──────── Data provided

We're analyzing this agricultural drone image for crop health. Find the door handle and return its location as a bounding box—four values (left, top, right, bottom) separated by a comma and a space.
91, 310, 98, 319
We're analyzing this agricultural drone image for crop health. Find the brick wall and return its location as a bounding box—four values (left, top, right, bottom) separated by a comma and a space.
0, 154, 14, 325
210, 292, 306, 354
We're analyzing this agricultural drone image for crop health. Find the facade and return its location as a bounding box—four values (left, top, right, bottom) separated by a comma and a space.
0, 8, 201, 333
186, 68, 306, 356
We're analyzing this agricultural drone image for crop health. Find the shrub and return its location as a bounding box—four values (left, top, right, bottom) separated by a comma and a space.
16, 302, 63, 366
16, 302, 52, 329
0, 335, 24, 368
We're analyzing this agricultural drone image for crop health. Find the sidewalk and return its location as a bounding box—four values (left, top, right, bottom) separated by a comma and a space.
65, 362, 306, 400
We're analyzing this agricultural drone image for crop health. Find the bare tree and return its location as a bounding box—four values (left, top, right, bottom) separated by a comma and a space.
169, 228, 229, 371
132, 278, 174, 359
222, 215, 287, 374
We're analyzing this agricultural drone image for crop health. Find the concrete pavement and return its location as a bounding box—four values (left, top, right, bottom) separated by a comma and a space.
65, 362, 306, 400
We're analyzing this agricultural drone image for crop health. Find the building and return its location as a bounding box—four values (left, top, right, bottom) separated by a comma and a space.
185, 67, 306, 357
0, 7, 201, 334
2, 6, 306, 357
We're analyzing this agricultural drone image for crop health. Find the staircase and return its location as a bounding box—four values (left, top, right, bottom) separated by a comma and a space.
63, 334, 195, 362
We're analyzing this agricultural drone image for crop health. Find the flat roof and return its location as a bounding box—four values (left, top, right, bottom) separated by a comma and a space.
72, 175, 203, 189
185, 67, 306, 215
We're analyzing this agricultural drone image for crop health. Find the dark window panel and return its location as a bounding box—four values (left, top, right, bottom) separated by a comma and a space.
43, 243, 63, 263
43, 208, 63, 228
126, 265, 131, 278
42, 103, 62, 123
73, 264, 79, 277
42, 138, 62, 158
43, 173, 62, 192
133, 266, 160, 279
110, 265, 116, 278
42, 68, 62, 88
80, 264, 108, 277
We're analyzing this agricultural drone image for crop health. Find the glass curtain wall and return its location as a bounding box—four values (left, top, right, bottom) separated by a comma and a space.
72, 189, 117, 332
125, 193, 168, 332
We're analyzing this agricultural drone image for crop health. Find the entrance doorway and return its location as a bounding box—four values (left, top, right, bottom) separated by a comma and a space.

────────────────

Please output each entry above exactly, leaving nothing out.

We're analyzing this agricultural drone image for crop health. Find the door handle and return its location as a bounding box—four values (left, top, right, bottom) separated by a comma and a space.
91, 310, 98, 319
We're analyzing this agricultural drone image for crop health. Find the brick wall and return its location as a bounding box—four values (left, top, right, bottom) separated by a comma and a space.
0, 154, 14, 325
210, 292, 306, 354
We're analyzing this agricultural drone image for crop health. Find the facade and return its location as a bounding box—four values (left, top, right, bottom) separated by a comma and a space.
0, 8, 201, 333
186, 68, 306, 356
We're analyzing this agricultural drone image for crop health. Find the shrub and return its location as a bounding box—four values (left, top, right, bottom) separated by a comma and a space.
16, 302, 63, 366
16, 302, 52, 329
0, 335, 24, 368
We're analyzing this agricultural drone image for crop health. Find the sidewalk and return its location as a bounding box—four values (left, top, right, bottom) separated by a comma and a space.
65, 362, 306, 400
We're analyzing this agricultural drone image for crop health. Find the bare tree and return its location as a bounding box—four values (left, top, right, bottom) separated by a comma and a space.
169, 228, 229, 371
132, 278, 174, 359
222, 215, 287, 374
We're analyzing this agricultural drone image for crop health. Find the concrete pavement and return its location as a bounding box—four values (left, top, right, bottom) separated by a comma and a space.
65, 362, 306, 400
We're analyzing this agricultural drone image for crop health. Find the building and return its location as a bounding box—four values (left, top, right, bottom) separated by a comma and a space.
185, 67, 306, 357
0, 7, 201, 334
2, 6, 306, 357
We're analyzing this agricultural drone image for crop health. Find the staircase and return its location as a bounding box—four values (left, top, right, bottom) separated by a comma and a space.
63, 334, 195, 362
We're analyzing this agricultural drone image for crop health. Find the flat roof and return its location as a bounding box—four values (left, top, right, bottom) separated by a comma and a space.
72, 175, 203, 189
185, 67, 306, 215
We're analyzing this agricultural drone image for crop health. Find the dark window panel and return its location as a bounding box—four values (left, top, right, bottom) separated by a comma and a space.
43, 243, 63, 263
43, 208, 63, 228
126, 265, 131, 278
42, 103, 62, 123
73, 264, 79, 277
42, 138, 62, 158
43, 173, 62, 192
133, 266, 160, 279
110, 265, 116, 278
42, 68, 62, 88
80, 264, 108, 277
We're analyzing this agricultural drone image for crop health. Find the glass curtain wall and return its location as a bounding box—four values (left, top, right, bottom) separated by a comma and a space.
72, 189, 117, 332
125, 193, 168, 332
We're analyzing this agricultural drone image for crop health. Find the entrance doorway and return its location as a bounding box—four values (left, top, right, bottom) separated by a comma and a space.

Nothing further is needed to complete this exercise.